EXERCISE DATA START

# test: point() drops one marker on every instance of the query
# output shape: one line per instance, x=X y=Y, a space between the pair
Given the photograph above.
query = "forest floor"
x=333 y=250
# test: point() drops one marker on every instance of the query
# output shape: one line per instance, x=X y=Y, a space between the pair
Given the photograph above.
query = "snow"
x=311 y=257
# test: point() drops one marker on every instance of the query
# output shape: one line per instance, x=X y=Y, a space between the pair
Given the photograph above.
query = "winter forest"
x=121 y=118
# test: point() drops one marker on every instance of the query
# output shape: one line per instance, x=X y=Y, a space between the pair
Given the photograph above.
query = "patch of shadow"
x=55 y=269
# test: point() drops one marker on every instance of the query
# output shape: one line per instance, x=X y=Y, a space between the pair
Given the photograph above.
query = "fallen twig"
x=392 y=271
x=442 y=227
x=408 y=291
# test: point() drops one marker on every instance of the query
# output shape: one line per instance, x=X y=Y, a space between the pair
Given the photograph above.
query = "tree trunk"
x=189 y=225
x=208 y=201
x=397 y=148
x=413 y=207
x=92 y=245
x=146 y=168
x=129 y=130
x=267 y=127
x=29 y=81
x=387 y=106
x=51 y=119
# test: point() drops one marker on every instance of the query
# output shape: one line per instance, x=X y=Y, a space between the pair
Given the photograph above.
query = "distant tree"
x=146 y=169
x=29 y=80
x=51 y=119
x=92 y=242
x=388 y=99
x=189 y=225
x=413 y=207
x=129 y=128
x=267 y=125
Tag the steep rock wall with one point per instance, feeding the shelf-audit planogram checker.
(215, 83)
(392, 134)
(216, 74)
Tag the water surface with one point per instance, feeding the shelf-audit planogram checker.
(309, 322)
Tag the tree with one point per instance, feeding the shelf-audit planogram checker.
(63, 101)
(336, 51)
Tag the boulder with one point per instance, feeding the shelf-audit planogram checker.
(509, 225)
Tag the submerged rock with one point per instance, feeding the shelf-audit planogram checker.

EXERCISE DATA END

Retype the whole listing above. Please keep it exact.

# test: point() drops one marker on every instance of the query
# output shape: one line per instance, x=X y=Y, a space between the pair
Given the photograph above.
query = "forest floor"
x=333 y=250
# test: point() drops one marker on every instance of the query
# output shape: one line per instance, x=X y=Y, a space between the pair
Given the photograph above.
query = "snow"
x=311 y=257
# test: point() drops one marker on every instance of the query
# output shape: one line per instance, x=X y=Y, a space between the pair
Given the photograph above.
query = "winter forest"
x=121 y=118
# test: point() drops one marker on every instance of the query
# output shape: one line per instance, x=X y=Y, a space between the pair
Given the photograph above.
query = "patch of shadow"
x=55 y=269
# test: point() drops one marker on every instance of the query
# output shape: one line per instance, x=X y=Y, a space between the pair
Given the photograph above.
query = "fallen twig"
x=392 y=271
x=442 y=227
x=408 y=291
# test: point() drops one marker on every instance of the query
# output shape: one line per instance, x=X y=Y, a space between the pair
Given the photograph above.
query = "tree trunk"
x=189 y=225
x=208 y=201
x=397 y=148
x=413 y=207
x=92 y=245
x=146 y=168
x=129 y=130
x=267 y=127
x=29 y=81
x=387 y=106
x=51 y=119
# test: point() drops one marker on every instance of the query
# output shape: one line per instance, x=X y=Y, a space between the pair
Given the photograph above.
query = "distant tree"
x=146 y=169
x=29 y=80
x=51 y=119
x=92 y=242
x=388 y=99
x=189 y=225
x=413 y=207
x=129 y=128
x=267 y=125
Tag the steep rock wall with one point per instance, feeding the shelf-audit planogram checker.
(215, 83)
(392, 134)
(216, 74)
Tag the water surface with one point per instance, feeding the shelf-audit planogram checker.
(309, 322)
Tag the tree with one point per instance, feeding the shelf-audit planogram checker.
(63, 101)
(336, 51)
Tag the boulder with one point per instance, feeding the shelf-audit planogram checker.
(509, 225)
Tag the submerged rock with one point per instance, feeding the shelf-audit planogram checker.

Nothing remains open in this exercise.